> Records in a dataset
┏━━

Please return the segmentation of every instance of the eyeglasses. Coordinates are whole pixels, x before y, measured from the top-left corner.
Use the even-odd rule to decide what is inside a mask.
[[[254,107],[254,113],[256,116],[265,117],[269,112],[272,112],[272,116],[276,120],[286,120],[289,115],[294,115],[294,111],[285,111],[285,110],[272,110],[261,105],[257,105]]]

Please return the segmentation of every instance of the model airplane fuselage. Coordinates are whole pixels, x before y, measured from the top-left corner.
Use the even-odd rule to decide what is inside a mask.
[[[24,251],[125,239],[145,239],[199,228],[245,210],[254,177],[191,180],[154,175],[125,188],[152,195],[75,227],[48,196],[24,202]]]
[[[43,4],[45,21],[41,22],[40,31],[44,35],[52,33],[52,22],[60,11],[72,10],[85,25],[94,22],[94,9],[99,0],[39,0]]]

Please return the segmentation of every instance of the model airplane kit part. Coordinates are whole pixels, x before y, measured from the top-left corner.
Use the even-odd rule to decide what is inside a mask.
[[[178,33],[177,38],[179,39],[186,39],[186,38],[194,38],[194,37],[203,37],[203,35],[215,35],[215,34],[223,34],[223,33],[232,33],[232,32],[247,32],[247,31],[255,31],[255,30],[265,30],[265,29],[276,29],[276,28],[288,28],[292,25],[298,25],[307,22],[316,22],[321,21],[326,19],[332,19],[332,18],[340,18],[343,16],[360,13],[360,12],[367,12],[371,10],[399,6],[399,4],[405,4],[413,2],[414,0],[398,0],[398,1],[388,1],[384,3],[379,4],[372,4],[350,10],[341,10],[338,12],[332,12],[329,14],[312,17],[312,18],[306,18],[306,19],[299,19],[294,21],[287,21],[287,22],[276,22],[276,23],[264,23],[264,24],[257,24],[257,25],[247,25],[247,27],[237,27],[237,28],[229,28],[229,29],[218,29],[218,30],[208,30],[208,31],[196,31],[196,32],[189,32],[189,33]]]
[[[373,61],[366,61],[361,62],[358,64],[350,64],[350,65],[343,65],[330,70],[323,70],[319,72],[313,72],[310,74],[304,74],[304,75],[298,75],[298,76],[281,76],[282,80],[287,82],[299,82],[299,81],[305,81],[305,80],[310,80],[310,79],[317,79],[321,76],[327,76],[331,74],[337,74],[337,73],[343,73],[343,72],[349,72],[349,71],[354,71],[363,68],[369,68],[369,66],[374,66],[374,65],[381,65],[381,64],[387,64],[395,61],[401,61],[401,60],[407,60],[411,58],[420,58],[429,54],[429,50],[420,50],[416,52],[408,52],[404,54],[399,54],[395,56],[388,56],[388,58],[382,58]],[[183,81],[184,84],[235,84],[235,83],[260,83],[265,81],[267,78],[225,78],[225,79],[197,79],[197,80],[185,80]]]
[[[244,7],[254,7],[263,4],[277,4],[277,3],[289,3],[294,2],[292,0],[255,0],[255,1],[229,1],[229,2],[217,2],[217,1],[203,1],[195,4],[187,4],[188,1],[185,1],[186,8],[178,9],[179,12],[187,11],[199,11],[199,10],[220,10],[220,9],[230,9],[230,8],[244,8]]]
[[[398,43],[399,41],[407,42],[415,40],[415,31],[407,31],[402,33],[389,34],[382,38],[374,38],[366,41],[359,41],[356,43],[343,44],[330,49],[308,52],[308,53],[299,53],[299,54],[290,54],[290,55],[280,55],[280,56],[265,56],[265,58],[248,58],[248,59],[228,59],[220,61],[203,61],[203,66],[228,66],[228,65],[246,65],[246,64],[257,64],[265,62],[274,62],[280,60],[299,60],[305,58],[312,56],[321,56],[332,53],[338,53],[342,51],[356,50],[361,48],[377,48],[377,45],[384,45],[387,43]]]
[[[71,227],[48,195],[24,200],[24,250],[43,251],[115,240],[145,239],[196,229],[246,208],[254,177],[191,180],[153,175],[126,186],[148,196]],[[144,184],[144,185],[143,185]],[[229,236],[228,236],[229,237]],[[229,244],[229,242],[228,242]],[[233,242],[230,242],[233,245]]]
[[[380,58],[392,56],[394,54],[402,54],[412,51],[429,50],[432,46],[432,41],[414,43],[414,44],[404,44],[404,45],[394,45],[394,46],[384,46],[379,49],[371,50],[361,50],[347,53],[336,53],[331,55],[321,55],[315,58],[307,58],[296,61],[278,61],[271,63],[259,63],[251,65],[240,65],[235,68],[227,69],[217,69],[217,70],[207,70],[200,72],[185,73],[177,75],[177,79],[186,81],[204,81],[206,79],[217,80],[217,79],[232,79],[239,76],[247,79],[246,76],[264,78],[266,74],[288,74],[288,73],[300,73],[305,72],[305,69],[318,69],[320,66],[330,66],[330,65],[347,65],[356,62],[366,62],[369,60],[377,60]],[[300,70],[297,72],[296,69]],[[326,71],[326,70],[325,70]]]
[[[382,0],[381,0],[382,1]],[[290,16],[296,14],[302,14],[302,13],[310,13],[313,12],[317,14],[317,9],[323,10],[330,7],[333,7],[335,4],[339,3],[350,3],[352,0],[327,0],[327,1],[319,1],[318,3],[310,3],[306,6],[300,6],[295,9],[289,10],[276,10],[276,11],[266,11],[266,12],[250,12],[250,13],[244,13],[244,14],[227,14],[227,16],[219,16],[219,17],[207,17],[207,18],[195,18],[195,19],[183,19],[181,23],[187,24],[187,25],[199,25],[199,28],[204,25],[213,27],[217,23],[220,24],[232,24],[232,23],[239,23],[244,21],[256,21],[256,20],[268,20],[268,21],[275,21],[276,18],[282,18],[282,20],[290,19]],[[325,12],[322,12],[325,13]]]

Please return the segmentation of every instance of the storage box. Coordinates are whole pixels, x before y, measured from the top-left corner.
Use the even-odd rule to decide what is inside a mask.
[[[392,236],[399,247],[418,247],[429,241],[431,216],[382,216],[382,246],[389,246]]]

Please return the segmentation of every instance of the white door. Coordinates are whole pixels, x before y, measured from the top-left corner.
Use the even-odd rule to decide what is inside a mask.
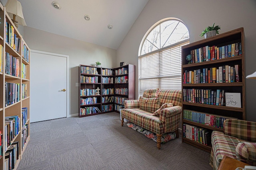
[[[67,117],[68,56],[31,50],[30,122]]]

┗━━

> EXERCISE DESCRIPTION
Write out again the lines from the one containing "Please return the segmentation of every instance of the white" through the end of the records, inclusive, keeping the requests and shifting the coordinates in the answers by adding 66 to every number. Leave the picture out.

> TASK ANSWER
Please return the segmentation of every instance of the white door. Coordinates are whole pixels, x before y, measured from the top-left corner.
Use the even-odd rule to decide what is inside a mask.
[[[133,183],[134,122],[97,116],[96,188]]]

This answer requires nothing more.